(Position annotation records)
# # # #

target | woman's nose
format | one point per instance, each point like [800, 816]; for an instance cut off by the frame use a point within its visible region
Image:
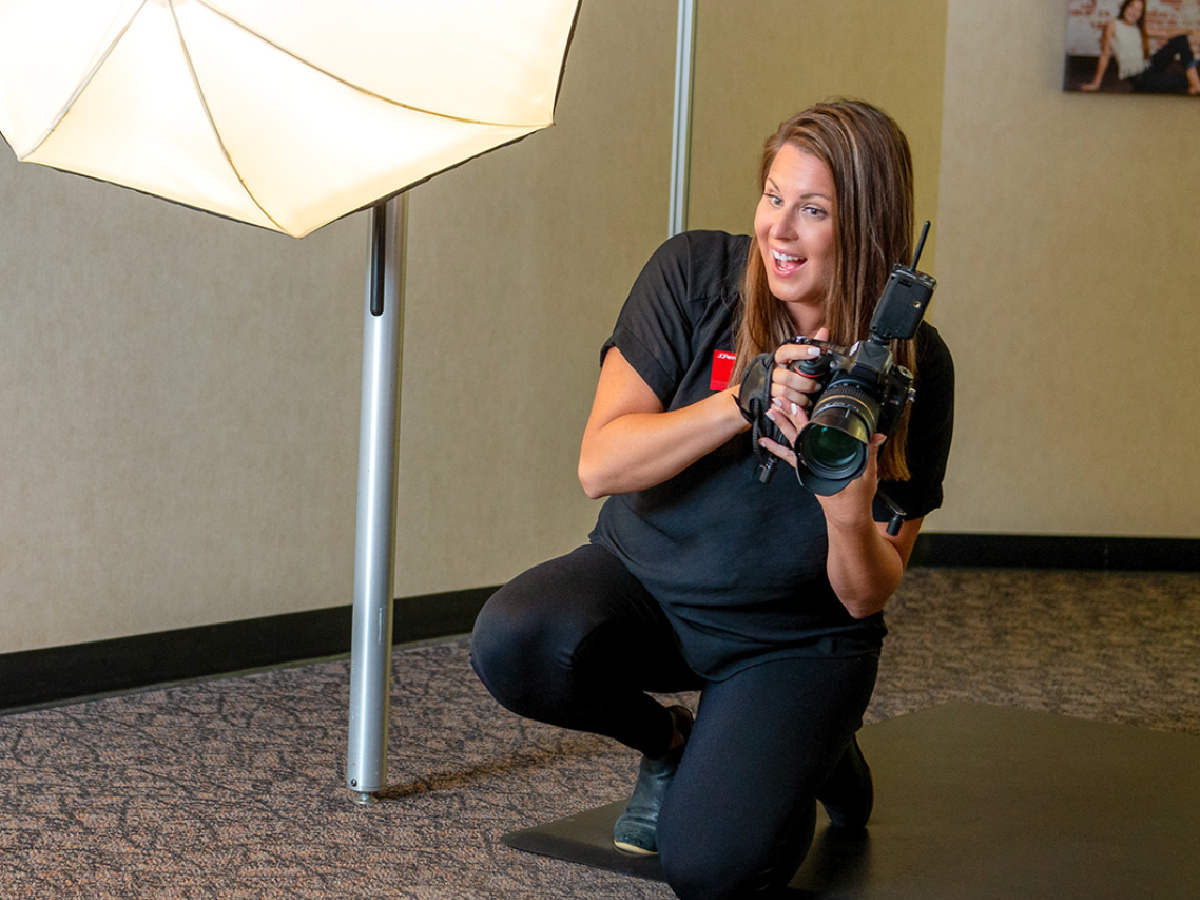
[783, 228]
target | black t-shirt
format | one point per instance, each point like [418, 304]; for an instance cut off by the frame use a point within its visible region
[739, 567]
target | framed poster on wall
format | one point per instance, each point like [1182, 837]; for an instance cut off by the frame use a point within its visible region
[1133, 47]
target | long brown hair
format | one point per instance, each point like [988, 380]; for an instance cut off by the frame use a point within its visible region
[871, 169]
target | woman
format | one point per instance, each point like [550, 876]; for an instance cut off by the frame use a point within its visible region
[763, 597]
[1127, 37]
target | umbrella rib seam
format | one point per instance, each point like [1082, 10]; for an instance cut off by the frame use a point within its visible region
[208, 114]
[83, 85]
[360, 89]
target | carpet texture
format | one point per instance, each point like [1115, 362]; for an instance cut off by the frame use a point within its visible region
[233, 789]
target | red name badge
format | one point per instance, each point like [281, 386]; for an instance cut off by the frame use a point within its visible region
[723, 370]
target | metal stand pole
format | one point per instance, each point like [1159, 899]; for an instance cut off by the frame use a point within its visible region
[366, 768]
[681, 149]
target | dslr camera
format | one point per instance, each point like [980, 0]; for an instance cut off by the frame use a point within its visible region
[862, 389]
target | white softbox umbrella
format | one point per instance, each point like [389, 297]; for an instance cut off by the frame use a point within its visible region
[288, 114]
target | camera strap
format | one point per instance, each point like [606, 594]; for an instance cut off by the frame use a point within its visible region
[754, 401]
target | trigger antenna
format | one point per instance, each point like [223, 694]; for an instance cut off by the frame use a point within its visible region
[921, 245]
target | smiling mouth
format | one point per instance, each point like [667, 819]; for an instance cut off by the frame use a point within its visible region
[786, 264]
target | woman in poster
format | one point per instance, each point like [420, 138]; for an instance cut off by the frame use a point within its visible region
[1128, 39]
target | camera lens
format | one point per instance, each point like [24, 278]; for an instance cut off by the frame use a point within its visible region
[831, 451]
[833, 445]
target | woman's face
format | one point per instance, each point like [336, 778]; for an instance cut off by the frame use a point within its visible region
[795, 231]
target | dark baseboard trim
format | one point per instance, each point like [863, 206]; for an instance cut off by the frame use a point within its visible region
[59, 675]
[1041, 551]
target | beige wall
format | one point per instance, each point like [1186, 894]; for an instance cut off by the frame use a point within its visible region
[1069, 281]
[179, 395]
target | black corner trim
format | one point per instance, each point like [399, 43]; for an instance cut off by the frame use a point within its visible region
[58, 675]
[1039, 551]
[33, 678]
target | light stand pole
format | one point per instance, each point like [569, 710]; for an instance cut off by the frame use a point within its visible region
[681, 142]
[375, 540]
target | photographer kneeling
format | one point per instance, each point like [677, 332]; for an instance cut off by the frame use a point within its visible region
[765, 597]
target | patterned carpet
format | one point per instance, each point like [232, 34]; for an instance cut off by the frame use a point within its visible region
[233, 789]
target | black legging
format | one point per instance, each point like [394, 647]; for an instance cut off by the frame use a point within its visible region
[1156, 79]
[577, 642]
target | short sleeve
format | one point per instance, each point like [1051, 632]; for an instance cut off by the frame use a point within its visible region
[930, 429]
[653, 330]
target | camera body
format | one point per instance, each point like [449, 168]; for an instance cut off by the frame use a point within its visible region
[863, 390]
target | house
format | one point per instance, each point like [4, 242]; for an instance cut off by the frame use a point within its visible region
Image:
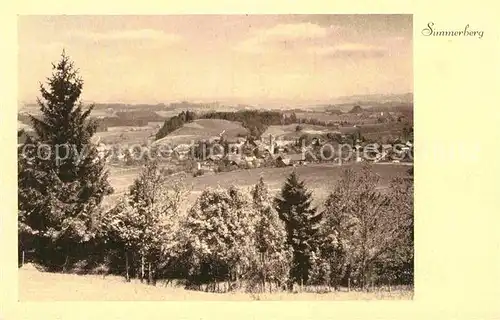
[284, 160]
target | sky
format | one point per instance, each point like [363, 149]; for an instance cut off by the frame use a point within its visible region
[245, 58]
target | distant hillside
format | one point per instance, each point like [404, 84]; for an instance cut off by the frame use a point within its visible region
[203, 129]
[356, 109]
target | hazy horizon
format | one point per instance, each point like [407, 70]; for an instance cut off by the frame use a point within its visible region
[255, 59]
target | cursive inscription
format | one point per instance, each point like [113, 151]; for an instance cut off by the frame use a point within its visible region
[431, 30]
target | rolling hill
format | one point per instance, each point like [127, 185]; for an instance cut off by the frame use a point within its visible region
[203, 129]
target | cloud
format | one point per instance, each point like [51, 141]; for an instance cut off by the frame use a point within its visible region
[139, 34]
[350, 50]
[282, 37]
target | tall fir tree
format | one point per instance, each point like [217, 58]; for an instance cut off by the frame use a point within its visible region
[301, 225]
[274, 253]
[61, 180]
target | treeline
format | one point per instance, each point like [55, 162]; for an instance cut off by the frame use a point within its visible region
[233, 239]
[255, 121]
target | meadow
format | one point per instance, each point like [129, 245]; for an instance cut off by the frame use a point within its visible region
[35, 285]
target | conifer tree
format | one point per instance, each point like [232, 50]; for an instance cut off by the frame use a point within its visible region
[275, 256]
[301, 225]
[61, 180]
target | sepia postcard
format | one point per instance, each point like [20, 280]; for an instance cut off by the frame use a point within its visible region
[249, 157]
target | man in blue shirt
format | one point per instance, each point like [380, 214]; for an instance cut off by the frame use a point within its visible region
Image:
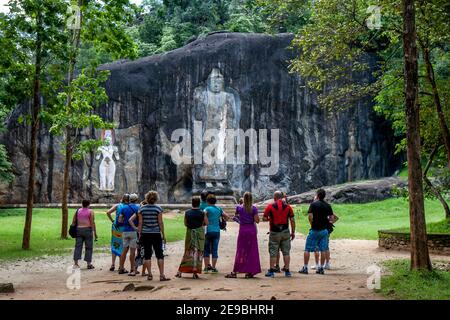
[129, 235]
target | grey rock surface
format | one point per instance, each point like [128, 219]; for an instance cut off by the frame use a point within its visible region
[352, 192]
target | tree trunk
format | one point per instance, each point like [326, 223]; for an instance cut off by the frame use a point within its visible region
[430, 185]
[35, 109]
[437, 102]
[420, 258]
[69, 145]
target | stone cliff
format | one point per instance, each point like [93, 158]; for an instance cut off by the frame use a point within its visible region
[226, 80]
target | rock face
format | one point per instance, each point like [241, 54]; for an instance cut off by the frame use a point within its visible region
[356, 192]
[224, 81]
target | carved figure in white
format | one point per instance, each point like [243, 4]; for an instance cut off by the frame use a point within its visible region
[107, 168]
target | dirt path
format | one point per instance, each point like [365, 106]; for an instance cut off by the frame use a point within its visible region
[46, 278]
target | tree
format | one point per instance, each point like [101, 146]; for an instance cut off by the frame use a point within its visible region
[420, 259]
[5, 166]
[31, 39]
[337, 46]
[433, 17]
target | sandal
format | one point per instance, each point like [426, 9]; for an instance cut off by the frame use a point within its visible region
[163, 278]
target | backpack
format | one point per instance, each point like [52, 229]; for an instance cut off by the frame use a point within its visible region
[73, 227]
[283, 210]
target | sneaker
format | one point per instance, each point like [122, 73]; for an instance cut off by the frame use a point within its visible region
[270, 273]
[304, 270]
[207, 269]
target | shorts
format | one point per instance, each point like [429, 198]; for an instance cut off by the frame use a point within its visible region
[317, 247]
[129, 239]
[150, 242]
[317, 239]
[279, 241]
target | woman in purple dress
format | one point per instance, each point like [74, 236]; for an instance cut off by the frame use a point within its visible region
[247, 253]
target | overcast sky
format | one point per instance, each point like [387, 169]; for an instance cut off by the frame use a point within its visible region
[4, 9]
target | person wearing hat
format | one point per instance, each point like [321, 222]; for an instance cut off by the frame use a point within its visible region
[129, 236]
[116, 231]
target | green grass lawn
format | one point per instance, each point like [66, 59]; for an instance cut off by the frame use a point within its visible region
[362, 221]
[414, 285]
[434, 227]
[46, 228]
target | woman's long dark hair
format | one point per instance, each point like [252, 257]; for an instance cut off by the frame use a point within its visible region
[248, 202]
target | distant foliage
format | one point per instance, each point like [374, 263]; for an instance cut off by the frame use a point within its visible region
[165, 25]
[5, 166]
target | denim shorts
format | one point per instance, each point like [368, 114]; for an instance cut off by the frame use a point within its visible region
[279, 241]
[212, 244]
[317, 239]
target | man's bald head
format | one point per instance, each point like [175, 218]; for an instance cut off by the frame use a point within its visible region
[278, 195]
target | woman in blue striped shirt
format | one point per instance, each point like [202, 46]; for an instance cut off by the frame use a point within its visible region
[151, 231]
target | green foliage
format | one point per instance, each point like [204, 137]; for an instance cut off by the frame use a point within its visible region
[442, 227]
[407, 284]
[5, 166]
[284, 15]
[47, 229]
[167, 25]
[86, 92]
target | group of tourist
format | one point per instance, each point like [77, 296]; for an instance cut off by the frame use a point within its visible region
[138, 231]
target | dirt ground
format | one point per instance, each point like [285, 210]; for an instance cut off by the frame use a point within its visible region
[46, 278]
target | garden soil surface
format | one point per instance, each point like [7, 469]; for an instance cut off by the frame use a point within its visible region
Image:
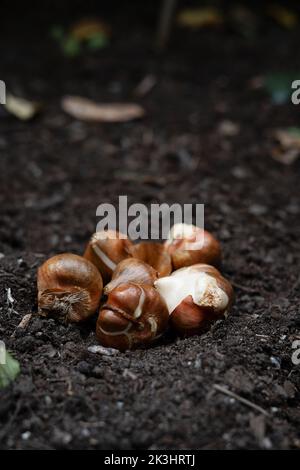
[54, 173]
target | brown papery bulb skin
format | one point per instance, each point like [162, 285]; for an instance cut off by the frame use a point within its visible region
[185, 249]
[131, 270]
[196, 296]
[106, 249]
[189, 319]
[154, 254]
[69, 288]
[133, 316]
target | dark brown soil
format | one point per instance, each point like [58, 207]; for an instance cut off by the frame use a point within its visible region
[56, 171]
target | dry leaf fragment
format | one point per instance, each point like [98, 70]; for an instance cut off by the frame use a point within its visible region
[21, 108]
[25, 321]
[87, 110]
[288, 149]
[88, 27]
[228, 128]
[283, 16]
[199, 17]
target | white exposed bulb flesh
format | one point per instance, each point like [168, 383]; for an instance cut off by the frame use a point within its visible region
[189, 281]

# # # #

▸ **Exercise requirements**
Exclude all pictures and reproduce verbatim the lines running from the line that contains "target | garden soil surface" to the end of the data above, both ends included.

▸ **Response for this exercise**
target | garden soil surface
format | one point per instance, each point like [7, 469]; for an instance cut off by the frame use a point within its visible region
Image:
[54, 173]
target | brown papery bulb skin
format | one point per instance, each point like [162, 285]; for an instance cut off by the frame use a point within its visible region
[185, 249]
[131, 270]
[196, 296]
[106, 249]
[189, 319]
[154, 254]
[69, 288]
[133, 316]
target | dark brown soil
format | one point per instance, each point like [58, 207]; for an instance cut off by the frame use a point within its visible region
[56, 171]
target | dry leaf fragment
format | one point per instance, each point like [98, 70]; for an instance cut off by the frame use a point within its visible region
[21, 108]
[25, 321]
[87, 110]
[288, 149]
[88, 27]
[228, 128]
[283, 16]
[199, 17]
target | white exposed bulb flesh
format | one point per instance, each point like [168, 383]; for an instance cut off by the frame use a point within its visible region
[189, 281]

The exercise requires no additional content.